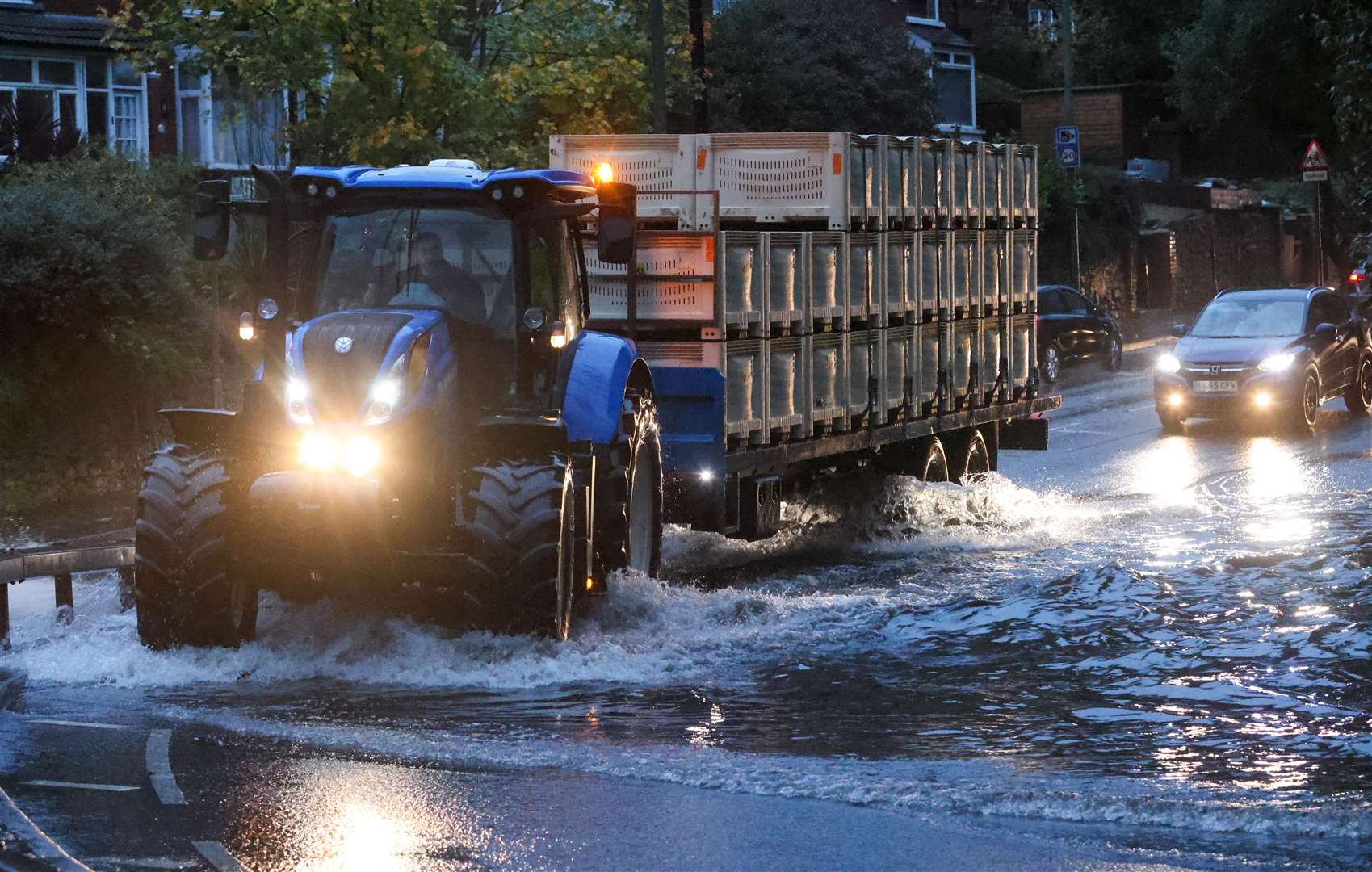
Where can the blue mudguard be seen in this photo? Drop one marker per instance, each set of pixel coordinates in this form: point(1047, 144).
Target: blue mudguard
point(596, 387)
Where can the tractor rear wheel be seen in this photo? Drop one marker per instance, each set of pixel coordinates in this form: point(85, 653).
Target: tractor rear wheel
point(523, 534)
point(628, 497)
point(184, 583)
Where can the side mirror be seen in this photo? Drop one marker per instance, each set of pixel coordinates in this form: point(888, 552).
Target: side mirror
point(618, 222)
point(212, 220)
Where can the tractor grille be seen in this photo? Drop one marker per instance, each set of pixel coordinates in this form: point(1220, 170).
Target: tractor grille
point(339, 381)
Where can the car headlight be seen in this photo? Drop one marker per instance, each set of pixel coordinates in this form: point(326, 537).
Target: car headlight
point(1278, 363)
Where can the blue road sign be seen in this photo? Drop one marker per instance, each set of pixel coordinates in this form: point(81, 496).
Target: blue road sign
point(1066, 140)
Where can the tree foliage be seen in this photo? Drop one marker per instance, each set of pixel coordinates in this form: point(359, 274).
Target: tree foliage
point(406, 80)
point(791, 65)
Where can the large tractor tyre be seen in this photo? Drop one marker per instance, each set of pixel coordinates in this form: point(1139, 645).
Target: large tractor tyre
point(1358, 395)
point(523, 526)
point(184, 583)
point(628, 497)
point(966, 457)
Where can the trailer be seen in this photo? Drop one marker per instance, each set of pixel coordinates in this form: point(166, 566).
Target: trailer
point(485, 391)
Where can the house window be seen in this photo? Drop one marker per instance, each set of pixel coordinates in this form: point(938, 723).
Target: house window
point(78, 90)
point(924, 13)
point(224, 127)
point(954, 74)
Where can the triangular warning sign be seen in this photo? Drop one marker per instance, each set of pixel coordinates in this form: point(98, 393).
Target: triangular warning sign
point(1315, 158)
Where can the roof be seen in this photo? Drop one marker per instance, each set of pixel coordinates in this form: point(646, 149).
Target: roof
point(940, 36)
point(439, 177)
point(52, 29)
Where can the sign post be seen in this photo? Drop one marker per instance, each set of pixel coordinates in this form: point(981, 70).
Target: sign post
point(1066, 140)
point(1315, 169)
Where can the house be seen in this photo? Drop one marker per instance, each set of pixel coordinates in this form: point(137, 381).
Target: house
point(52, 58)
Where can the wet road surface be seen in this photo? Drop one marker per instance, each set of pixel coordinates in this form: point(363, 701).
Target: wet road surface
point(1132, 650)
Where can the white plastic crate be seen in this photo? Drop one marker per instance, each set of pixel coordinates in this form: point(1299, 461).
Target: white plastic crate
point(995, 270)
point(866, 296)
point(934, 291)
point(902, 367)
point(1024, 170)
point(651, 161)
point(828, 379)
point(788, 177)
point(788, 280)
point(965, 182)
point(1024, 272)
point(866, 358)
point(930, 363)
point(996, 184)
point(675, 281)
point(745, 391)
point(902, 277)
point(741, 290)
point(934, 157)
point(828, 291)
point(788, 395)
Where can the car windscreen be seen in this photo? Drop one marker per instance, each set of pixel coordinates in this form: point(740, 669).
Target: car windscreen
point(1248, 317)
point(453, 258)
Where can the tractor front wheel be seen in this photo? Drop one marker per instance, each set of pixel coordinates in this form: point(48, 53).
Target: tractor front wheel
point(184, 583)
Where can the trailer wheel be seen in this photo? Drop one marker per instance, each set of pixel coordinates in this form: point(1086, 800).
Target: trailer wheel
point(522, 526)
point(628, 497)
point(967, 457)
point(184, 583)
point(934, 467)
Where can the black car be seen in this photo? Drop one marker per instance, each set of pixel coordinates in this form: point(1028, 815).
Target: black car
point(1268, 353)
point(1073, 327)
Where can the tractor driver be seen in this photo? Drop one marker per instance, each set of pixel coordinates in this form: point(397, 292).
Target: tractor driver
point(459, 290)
==
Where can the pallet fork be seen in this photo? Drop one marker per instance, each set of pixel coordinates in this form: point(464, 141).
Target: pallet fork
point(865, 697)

▶ Work instruction: Within the material above, copy exactly the lines from the line that holds "Target: house window" up to and including the line that holds "Where can the sign".

▶ Answer space:
Target: house window
point(78, 90)
point(924, 13)
point(224, 127)
point(954, 74)
Where can the triangular warning sign be seen in this photo? Drop one marker per instance, each set of pixel coordinates in this form: point(98, 393).
Target: triangular warning sign
point(1315, 158)
Where can the roof be seen in this photo? Drop one marker per instance, each set of pixel coordinates in this form: point(646, 149).
Target: roof
point(940, 36)
point(439, 177)
point(52, 29)
Where can the sign post be seen in this photo? Drop one marker per instance, each set of pixel coordinates in this form: point(981, 70).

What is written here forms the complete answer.